» BRIEF: Please copy out the data below with every "keypoint" swapped for "anchor point" and nothing else changed. Leave the pictures out.

────────────────────────────────────────

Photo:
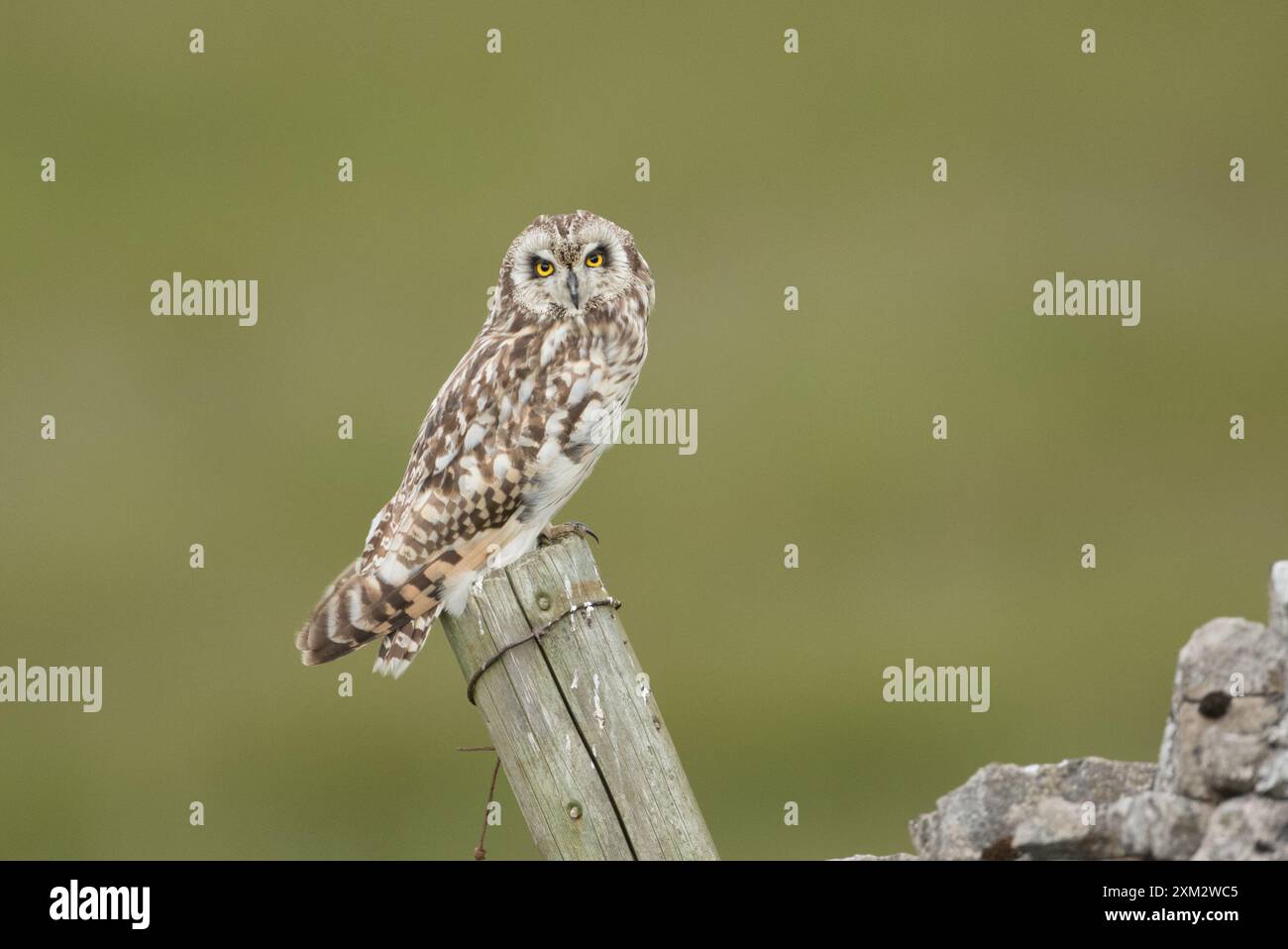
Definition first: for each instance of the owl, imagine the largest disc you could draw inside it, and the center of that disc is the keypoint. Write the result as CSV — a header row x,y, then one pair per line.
x,y
510,437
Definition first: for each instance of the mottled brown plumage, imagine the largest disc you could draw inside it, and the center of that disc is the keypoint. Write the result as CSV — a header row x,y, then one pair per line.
x,y
511,434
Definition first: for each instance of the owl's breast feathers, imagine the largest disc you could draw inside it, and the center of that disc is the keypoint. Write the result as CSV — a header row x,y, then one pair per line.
x,y
509,438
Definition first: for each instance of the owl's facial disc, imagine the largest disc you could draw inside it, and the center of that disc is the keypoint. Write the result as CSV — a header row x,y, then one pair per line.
x,y
571,274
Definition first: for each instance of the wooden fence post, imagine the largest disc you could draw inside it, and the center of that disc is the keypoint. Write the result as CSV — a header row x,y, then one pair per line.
x,y
576,726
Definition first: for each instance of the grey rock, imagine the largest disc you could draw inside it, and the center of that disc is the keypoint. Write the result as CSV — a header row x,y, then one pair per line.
x,y
979,819
1158,825
887,857
1229,651
1247,828
1052,828
1215,742
1273,776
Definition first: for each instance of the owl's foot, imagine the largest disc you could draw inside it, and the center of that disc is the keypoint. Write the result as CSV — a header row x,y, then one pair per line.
x,y
557,532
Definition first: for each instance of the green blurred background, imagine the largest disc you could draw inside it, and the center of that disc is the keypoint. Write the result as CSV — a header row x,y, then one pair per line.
x,y
814,426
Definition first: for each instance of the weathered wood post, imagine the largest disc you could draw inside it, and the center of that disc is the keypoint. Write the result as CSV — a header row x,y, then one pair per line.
x,y
571,716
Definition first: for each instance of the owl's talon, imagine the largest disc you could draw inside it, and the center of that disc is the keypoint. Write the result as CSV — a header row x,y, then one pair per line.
x,y
555,532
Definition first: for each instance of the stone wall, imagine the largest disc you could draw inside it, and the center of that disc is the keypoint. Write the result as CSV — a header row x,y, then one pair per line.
x,y
1219,791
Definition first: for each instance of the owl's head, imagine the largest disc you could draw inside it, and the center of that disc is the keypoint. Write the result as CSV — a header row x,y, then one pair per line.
x,y
571,264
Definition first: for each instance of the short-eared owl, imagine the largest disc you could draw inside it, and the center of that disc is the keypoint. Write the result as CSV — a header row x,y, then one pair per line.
x,y
511,434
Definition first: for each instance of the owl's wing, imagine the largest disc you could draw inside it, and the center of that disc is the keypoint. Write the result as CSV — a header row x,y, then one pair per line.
x,y
456,505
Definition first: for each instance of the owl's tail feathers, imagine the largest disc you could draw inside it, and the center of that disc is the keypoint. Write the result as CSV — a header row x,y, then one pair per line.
x,y
398,649
340,622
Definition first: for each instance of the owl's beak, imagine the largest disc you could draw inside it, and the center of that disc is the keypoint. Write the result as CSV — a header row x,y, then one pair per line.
x,y
572,290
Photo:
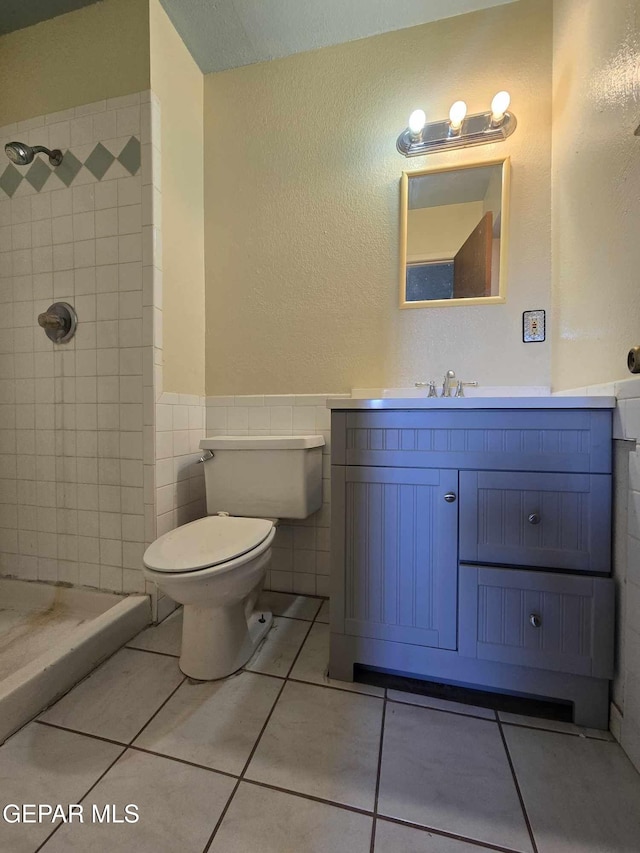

────────────────────────────────────────

» EXERCISE OUTPUT:
Photo:
Definition first: for each instance of the owl, imagine the largest disc you could draw inside it, and the center of that disc is the anchor point. Write the result as CSV — a header row x,y, then one pair per line.
x,y
510,437
Definition first: for each instance of the mottled brown plumage, imagine the largest disc you could draw inside it, and the center of that disc is the anchor point. Write the result as CSV — a header row x,y, then one pair per line.
x,y
511,434
Definition first: for each instance of the owl's breast feathers, imagine the largest disc you could draw inside it, and the center of that disc is the anchor point. Write the result as CSV — a header row x,y, then one pair per line.
x,y
509,438
Definition first: for each instance of the owl's facial disc, imagine the largest disc you could draw inside it, and the center of that disc is the anchor point. Write the result as CSV — a header row x,y, then one pair per line.
x,y
571,274
Definition first: for each instance of the wooden fence post, imagine the largest disc you could draw inside it, and the center of that disc is the anchor point. Write the result as CSV — a header row x,y, then one pair per line.
x,y
576,726
Definition first: for each instance of the grey rock, imagine the largest disc you could draw inside it, and the center of that disc is the anchor point. Write the result as CSV — a header row x,y, then one pair per line.
x,y
979,819
1158,825
887,857
1229,651
1247,828
1052,828
1215,742
1273,776
Definition first: for each instance of the owl's foot, imagine the largest disc you could draw inside it, and the center of that disc is the anchor point. Write the result as CSV — a header row x,y, then one pair per line.
x,y
557,532
Definition first: for each instance of the green blurred background, imagine the largest disc you could draw inside it, and the center of that disc is the anchor point. Write the result as CSV — a header row x,y, then one pair per line.
x,y
814,426
Definition first: for each instance of the weathered wood post, imagine the largest disc you could draw inside it, and the center of that disc is the anchor point. Write the result as CSV — a header row x,y, then one pair per line.
x,y
571,716
Definition first: for each instance of the owl's talon, imagine the largest disc you could draw inside it, and the center of that disc is the anchor point. Write the result as CSV — a header row x,y, then one pair per line.
x,y
555,532
Definition first: for each instance of the stone wall, imagine the largest disc you could draw inside it, and the center of that disc is the anchor point. Write the result as CSV — a header row x,y, then one pair per line.
x,y
1219,791
Definition first: for each instance of the owl's head, imagine the largest disc you could draw inside it, and the center of that disc is the anchor point. Write the result as CSV — a header row x,y, then one pair per line.
x,y
571,264
Definition first: for each instance of the short-eared owl, imagine the largest disc you could draw inside it, and the center of that disc is the anchor point. Write the result as CSV — a header row x,y, then one pair per line.
x,y
511,434
Definition first: for each instance of the owl's wing, imagine the largest disc you could draw inside it, and the center of that disc is the anchor point. Write the result as CSV — a header row x,y, then one pair per line.
x,y
456,505
Definition first: for each instance of the owl's tail feathers, imagine the largest disc you could draw inside it, and the center of that disc is the anchor point. Write the result as CSV — a header row x,y, then one pair per line.
x,y
398,649
340,622
Definition first: for each instance of the owl's beak, imagine the largest disc you could draw inside it, and the center of that disc is the anchor point. Write the result as CSV — a header row x,y, then one pair per line.
x,y
572,290
Photo:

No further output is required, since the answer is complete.